3

I'm quite new to Python, so any help will be appreciated. I am trying to extract and sort data from 2000 .mdb files using mdbtools on Linux. So far I was able to just take the .mdb file and dump all the tables into .csv. It creates huge mess since there are lots of files that need to be processed.

What I need is to extract particular sorted data from particular table. Like for example, I need the table called "Voltage". The table consists of numerous cycles and each cycle has several rows also. The cycles usually go in chronological order, but in some cases time stamp get recorded with delay. Like cycle's one first row can have later time than cycles 1 first row. I need to extract the latest row of the cycle based on time for the first or last five cycles. For example, in table below, I will need the second row.

Cycle#    Time        Data
  1      100.59        34
  1      101.34        54
  1      98.78         45  
  2      
  2
  2   ........... 

Here is the script I use. I am using the command python extract.py table_files.mdb. But I would like the script to just be invoked with ./extract.py. The path to filenames should be in the script itself.

import sys, subprocess, os

DATABASE = sys.argv[1]

subprocess.call(["mdb-schema", DATABASE, "mysql"])

# Get the list of table names with "mdb-tables"
table_names = subprocess.Popen(["mdb-tables", "-1", DATABASE],
                               stdout=subprocess.PIPE).communicate()[0]
tables = table_names.splitlines()

print "BEGIN;" # start a transaction, speeds things up when importing
sys.stdout.flush()

# Dump each table as a CSV file using "mdb-export",
# converting " " in table names to "_" for the CSV filenames.
for table in tables:
    if table != '':
        filename = table.replace(" ","_") + ".csv"
        file = open(filename, 'w')
        print("Dumping " + table)
        contents = subprocess.Popen(["mdb-export", DATABASE, table],
                                    stdout=subprocess.PIPE).communicate()[0]
        file.write(contents)
        file.close()
Gord Thompson
  • 116,920
  • 32
  • 215
  • 418
Pasha
  • 169
  • 1
  • 1
  • 11
  • I suggest importing the result of `mdb-export` into a SQLite database which you can then query easily. – Pedro Romano Jun 15 '13 at 17:22
  • OP's code above came from http://okfnlabs.org/handbook/data/patterns/liberating-access-databases/ and it works just fine except in Python 3, because Python 3 does not use bytes for default strings as Python 2 does. For Python 3, you'll have to add something like `.decode("utf-8")` to the line with `communicate()[0]` e.g. `communicate()[0].decode("utf-8")` – jspinella Aug 24 '21 at 18:43
  • To add to some of the answers already here, working with accdb/mdb files is kind of a PITA. It seems like nothing (e.g. Pandas) supports it, at least without Microsoft's proprietary driver on Windows or a third-party library like `mdb-tools` on linux/unix... so best approach with Access files is to convert them to something more standard like CSV or SQL to then do your filtering/sorting/transformations/etc. – jspinella Aug 24 '21 at 18:47

3 Answers3

3

Personally, I wouldn't spend a whole lot of time fussing around trying to get mdbtools, unixODBC and pyodbc to work together. As Pedro suggested in his comment, if you can get mdb-export to dump the tables to CSV files then you'll probably save a fair bit of time by just importing those CSV files into SQLite or MySQL, i.e., something that will be more robust than using mdbtools on the Linux platform.

■ DATA SECTION
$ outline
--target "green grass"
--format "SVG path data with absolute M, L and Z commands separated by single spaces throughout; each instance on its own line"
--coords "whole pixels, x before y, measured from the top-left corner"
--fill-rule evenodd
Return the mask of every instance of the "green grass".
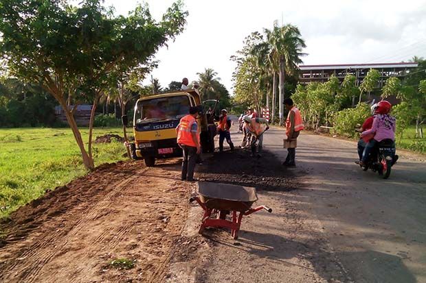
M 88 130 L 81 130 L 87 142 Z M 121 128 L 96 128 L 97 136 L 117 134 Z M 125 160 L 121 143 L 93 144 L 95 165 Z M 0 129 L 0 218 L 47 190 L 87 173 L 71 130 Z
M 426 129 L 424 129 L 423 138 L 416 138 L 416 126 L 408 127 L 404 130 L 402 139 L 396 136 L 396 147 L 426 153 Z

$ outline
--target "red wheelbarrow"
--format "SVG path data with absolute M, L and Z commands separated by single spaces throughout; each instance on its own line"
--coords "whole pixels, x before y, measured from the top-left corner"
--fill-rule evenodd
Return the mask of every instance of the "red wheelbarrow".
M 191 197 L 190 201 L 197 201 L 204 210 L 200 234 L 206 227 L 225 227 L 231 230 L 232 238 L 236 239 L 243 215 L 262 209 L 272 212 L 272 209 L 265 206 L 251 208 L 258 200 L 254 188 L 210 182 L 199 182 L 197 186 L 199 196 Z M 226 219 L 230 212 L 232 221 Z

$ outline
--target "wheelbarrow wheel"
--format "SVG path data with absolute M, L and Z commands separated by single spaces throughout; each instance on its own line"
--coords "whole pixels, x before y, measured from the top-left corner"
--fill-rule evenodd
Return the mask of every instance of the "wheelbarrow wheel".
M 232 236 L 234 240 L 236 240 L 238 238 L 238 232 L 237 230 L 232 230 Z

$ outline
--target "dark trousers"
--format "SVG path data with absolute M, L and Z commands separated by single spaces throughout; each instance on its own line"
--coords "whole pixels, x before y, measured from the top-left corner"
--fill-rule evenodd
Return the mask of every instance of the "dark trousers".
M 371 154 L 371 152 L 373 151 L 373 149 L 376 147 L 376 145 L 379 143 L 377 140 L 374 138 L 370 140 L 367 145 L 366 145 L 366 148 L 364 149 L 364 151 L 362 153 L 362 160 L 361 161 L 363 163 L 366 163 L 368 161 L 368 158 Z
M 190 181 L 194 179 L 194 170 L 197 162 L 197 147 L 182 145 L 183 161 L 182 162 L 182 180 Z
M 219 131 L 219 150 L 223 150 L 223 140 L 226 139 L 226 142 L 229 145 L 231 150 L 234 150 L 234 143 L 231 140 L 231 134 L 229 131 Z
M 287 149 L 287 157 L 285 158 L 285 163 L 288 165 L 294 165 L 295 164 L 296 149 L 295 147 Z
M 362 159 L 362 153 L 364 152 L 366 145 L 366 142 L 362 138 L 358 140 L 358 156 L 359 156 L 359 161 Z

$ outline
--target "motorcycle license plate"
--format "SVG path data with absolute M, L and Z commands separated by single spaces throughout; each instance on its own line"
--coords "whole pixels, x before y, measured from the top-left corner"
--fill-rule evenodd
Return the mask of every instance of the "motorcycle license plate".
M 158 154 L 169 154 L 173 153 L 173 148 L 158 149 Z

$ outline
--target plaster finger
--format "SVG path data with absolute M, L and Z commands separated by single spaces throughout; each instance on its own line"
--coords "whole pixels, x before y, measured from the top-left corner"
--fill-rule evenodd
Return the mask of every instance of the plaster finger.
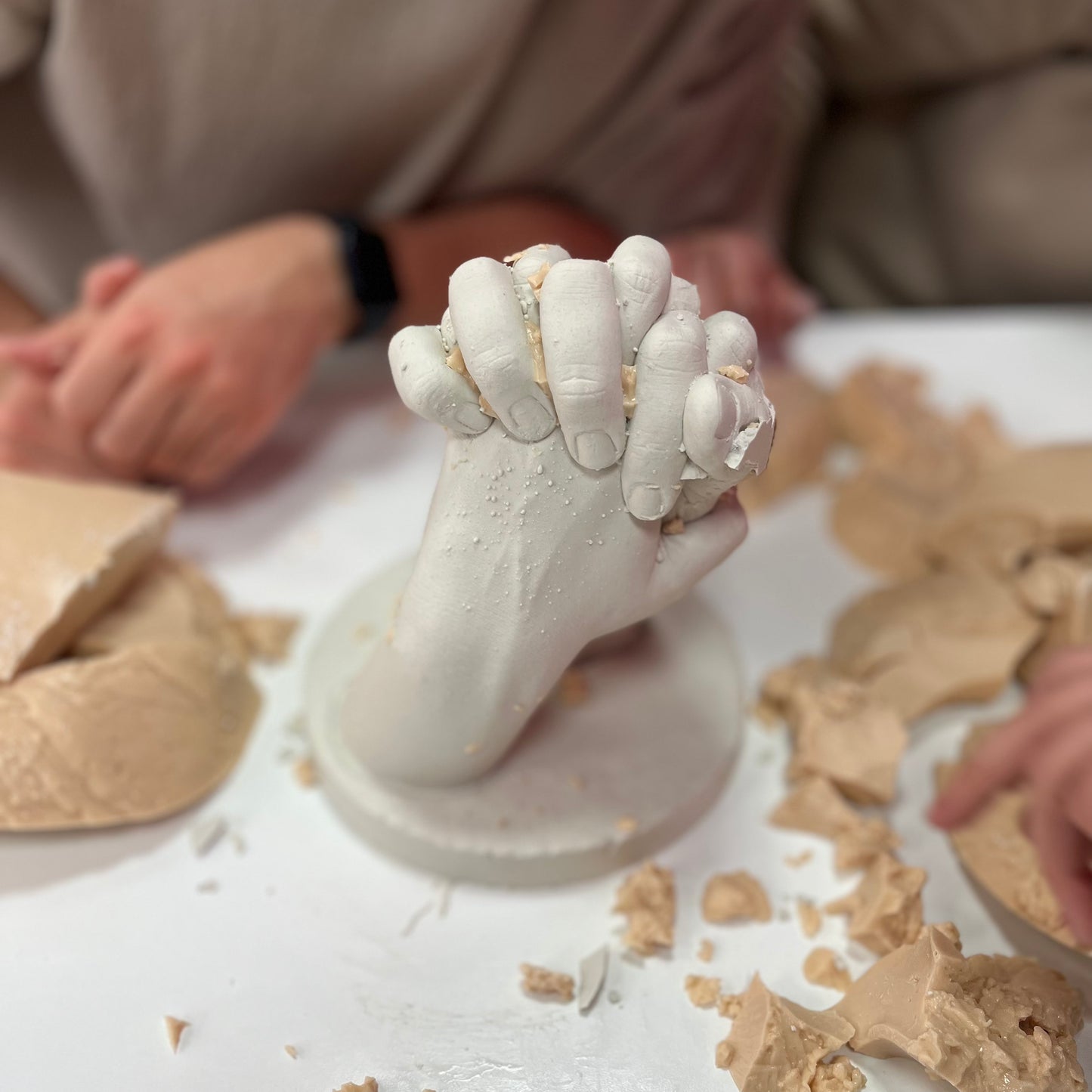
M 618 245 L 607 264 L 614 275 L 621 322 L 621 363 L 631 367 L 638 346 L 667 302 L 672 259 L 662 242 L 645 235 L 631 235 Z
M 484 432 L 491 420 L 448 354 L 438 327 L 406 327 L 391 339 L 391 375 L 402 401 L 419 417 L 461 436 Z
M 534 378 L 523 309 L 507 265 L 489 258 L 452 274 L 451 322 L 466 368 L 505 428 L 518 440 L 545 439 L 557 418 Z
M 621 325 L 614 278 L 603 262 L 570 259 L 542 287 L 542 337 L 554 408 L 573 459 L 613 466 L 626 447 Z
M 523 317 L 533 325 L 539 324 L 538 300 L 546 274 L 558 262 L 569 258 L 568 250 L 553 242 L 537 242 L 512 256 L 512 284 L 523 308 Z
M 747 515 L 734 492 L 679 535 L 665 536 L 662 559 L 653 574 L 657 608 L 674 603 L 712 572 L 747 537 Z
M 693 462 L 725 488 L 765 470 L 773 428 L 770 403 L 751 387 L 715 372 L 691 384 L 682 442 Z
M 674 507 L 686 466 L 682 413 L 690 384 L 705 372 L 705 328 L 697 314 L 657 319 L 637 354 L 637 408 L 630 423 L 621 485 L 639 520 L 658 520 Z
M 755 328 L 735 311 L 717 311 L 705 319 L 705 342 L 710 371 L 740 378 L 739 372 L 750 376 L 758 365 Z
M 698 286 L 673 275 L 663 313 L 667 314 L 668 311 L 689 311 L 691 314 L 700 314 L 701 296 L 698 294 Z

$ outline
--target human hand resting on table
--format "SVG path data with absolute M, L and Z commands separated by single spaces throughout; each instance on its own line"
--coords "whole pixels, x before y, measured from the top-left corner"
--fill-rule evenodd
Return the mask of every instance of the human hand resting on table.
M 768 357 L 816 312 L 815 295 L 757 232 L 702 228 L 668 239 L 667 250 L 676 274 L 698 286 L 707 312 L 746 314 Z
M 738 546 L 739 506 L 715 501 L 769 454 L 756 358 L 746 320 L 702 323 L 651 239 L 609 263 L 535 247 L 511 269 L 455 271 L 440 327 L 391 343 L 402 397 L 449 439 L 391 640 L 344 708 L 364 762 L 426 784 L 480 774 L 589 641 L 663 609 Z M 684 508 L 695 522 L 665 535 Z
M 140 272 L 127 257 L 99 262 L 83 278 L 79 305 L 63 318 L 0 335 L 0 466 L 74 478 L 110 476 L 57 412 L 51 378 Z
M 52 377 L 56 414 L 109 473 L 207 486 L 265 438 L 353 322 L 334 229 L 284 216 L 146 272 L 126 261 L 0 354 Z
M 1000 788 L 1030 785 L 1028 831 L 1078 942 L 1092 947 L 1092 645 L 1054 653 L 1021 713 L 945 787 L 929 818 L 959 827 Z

■ YOUR TASKS
1. In the forum thread, how many .mdb files does the poster need to extract data from?
2. Repeat word for word the part of the forum thread from "# Dump each" up to and including "file.close()".

■ EXPECTED RESPONSES
1. 2000

2.
# Dump each table as a CSV file using "mdb-export",
# converting " " in table names to "_" for the CSV filenames.
for table in tables:
    if table != '':
        filename = table.replace(" ","_") + ".csv"
        file = open(filename, 'w')
        print("Dumping " + table)
        contents = subprocess.Popen(["mdb-export", DATABASE, table],
                                    stdout=subprocess.PIPE).communicate()[0]
        file.write(contents)
        file.close()